PROBLEM TO WORK ON:
Copy out every line of the records below that contains the word "palm".

>> BEGIN RECORDED DATA

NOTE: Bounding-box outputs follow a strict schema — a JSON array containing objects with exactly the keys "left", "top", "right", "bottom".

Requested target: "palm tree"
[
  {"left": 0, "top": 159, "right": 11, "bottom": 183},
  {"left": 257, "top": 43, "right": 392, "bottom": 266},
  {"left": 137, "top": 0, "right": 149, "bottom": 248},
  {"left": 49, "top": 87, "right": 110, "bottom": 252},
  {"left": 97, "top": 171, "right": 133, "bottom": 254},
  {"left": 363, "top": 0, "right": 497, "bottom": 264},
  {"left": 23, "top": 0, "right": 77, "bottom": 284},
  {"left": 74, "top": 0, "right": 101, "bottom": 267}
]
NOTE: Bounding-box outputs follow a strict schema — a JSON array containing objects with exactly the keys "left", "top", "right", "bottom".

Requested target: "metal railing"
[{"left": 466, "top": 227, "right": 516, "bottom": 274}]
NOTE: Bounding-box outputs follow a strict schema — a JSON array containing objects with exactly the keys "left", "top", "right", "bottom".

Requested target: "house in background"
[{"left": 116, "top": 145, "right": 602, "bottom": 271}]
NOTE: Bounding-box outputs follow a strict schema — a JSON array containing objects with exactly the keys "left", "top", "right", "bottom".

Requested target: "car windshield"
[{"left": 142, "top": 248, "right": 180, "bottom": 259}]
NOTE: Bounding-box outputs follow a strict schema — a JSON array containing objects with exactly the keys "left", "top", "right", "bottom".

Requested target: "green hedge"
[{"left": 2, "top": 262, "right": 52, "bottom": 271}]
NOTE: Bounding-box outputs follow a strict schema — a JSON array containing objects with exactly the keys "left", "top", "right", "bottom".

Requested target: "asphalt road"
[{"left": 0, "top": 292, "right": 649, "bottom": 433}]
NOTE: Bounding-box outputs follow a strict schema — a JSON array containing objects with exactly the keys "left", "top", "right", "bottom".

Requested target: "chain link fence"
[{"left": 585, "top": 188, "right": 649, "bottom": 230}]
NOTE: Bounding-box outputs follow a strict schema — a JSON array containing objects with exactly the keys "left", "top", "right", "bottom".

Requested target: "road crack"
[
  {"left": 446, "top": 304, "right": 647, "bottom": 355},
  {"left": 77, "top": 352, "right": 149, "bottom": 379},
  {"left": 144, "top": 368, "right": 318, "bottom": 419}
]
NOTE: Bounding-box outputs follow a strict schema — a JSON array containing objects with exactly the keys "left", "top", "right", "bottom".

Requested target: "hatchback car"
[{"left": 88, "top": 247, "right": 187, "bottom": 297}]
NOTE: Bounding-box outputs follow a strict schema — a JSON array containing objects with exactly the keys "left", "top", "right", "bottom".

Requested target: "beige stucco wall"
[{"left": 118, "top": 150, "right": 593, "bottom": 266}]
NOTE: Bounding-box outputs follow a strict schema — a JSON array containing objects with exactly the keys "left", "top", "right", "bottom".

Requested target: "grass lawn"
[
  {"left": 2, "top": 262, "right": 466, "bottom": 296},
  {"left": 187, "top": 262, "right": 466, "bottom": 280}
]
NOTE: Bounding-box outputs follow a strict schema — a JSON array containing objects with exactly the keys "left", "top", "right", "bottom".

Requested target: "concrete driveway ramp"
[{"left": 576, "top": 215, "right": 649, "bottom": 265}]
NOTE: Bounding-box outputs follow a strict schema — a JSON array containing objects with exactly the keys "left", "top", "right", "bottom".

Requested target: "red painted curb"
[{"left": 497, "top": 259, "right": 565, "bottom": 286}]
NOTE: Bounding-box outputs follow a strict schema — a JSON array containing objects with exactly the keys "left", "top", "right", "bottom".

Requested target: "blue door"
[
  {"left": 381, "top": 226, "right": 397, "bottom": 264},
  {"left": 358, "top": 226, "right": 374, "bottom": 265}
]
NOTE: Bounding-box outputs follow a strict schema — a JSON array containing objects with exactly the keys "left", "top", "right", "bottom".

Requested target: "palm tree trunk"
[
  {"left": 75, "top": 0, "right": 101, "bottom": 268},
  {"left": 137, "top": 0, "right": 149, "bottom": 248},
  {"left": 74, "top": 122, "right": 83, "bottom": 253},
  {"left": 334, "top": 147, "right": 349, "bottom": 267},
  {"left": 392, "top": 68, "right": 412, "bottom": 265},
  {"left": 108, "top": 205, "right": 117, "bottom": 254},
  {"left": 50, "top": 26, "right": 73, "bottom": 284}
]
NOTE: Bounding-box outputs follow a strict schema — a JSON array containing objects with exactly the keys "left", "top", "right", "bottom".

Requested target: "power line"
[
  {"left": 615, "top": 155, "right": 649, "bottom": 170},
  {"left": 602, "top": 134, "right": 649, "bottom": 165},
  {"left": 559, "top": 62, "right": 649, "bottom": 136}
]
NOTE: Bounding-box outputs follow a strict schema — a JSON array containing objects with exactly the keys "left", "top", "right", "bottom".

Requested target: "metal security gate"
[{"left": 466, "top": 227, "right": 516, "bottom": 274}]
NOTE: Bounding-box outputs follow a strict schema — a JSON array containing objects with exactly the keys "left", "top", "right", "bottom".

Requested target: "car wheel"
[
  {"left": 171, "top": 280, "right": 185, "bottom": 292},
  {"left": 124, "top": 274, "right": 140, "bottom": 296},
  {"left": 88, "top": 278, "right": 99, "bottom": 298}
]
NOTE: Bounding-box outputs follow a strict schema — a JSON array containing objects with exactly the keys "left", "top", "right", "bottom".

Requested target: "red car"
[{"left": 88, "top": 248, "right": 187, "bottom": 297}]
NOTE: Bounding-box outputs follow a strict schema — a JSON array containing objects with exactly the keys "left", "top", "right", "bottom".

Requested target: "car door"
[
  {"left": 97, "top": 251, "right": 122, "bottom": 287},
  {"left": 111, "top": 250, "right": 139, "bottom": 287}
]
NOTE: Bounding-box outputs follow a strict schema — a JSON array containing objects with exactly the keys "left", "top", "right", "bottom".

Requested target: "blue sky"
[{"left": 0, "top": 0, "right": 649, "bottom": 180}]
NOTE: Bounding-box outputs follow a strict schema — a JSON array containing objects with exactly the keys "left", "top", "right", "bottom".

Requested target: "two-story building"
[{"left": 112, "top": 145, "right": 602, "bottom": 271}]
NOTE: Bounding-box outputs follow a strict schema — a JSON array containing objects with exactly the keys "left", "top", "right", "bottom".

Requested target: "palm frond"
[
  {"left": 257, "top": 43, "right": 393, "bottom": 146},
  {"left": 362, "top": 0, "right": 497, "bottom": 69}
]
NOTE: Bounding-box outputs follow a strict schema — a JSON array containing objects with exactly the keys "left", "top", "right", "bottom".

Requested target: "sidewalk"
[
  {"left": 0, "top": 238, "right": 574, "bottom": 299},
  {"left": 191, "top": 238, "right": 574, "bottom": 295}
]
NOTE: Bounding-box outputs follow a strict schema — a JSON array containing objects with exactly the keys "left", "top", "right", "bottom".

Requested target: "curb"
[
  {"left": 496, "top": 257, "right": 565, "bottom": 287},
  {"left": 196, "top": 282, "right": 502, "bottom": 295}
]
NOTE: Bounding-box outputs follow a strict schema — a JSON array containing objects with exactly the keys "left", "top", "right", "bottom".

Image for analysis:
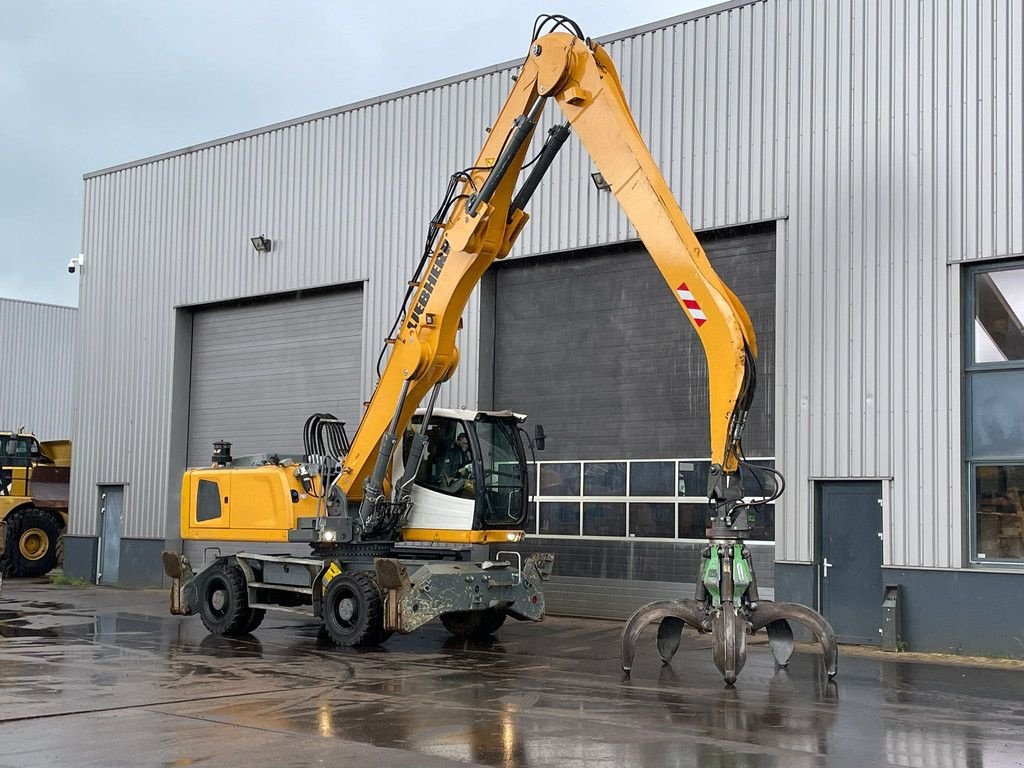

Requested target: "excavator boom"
[{"left": 348, "top": 32, "right": 757, "bottom": 517}]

>> END RECORDED DATA

TASK RESPONSE:
Requested target: "palm tree"
Requested target: "palm tree trunk"
Requested target: "palm frond"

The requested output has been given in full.